[Page extract]
▼
B2B sales have existed for a while, but outbound has only recently matured to a level of systematization. The most sophisticated companies are leveraging robust data architecture to support their sales effort.
90% of companies are doing lead sourcing wrong
Stop relying solely on spreadsheets.
If you're spending hours manually building lists, you're losing valuable time that could be spent engaging with potential clients.
Ricky Pearl, cofounder of Pointer, recently conducted a LinkedIn poll reinforcing how roughly 70% of revenue professionals spend between 1-3 hours every day just building lists.
That's time not spent selling.
Have you ever found yourself chasing lofty revenue goals only to realize, midway, that you were chasing an unrealistic market size all along?
You're not alone.
Understanding the Total Addressable Market (TAM) is more than just estimating numbers; it's about understanding what defines of your potential clientele and how they fit into your business puzzle.
Centralizing this data ensures that every strategy, campaign, or outreach effort that you undertake measurably maximizes sales & marketing alignment. Hence, the potential for success.
The Three Questions You Should Be Asking Yourself About TAM:#
👉 A total addressable market (TAM) calculates the overall revenue opportunity for a given set of products or services. In other words, the number of total possible customers for your solution x the average annual revenue per customer.
In the B2B world, the idea of defining your TAM is to be able to scale outbound & orchestrate ABM strategies.
1. Who Is Your Target Persona?
Let's say you need 300 new logos for Q4.
At an average 15% meeting booked rate, and a 70% post-meeting conversion rate, you'll need to engage with roughly 3,000 accounts to get there.
But whom should you include in these accounts?
The first step is to know which company fits your ICP.
Step 1: Craft a Detailed Firmographic Outline of Your Ideal Customer Profile (ICP)
▲
[Record set]
▼
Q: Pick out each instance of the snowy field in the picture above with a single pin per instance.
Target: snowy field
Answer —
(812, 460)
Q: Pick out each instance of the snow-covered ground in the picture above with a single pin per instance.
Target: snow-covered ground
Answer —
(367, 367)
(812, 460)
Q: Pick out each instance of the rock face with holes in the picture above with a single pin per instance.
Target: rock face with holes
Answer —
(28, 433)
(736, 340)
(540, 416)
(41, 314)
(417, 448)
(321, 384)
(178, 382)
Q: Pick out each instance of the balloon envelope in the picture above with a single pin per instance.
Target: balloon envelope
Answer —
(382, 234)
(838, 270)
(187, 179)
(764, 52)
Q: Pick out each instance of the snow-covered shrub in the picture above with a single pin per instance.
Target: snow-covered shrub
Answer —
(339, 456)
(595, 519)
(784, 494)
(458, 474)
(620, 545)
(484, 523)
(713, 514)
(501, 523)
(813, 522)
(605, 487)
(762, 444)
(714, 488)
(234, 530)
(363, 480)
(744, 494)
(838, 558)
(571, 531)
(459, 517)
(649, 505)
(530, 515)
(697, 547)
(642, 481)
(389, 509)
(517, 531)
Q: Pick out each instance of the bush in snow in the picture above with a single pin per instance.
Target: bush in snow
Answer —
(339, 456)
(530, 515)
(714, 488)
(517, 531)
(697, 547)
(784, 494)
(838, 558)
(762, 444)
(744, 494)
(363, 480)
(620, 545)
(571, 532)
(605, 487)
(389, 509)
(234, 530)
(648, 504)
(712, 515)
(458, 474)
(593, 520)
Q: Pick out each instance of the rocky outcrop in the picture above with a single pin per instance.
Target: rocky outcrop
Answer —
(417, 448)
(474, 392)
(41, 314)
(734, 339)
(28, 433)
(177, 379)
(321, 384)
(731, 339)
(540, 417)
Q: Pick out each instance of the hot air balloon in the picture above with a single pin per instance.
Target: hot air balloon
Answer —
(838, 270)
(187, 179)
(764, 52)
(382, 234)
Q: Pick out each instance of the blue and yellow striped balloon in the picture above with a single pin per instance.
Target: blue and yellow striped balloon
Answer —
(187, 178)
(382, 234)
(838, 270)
▲
[Written request]
Repeat the passage of the page on B2B lead sourcing that starts at "That's time not" and ends at "You're not alone.". You won't need the lines for this.

[Answer to this problem]
That's time not spent selling.
Have you ever found yourself chasing lofty revenue goals only to realize, midway, that you were chasing an unrealistic market size all along?
You're not alone.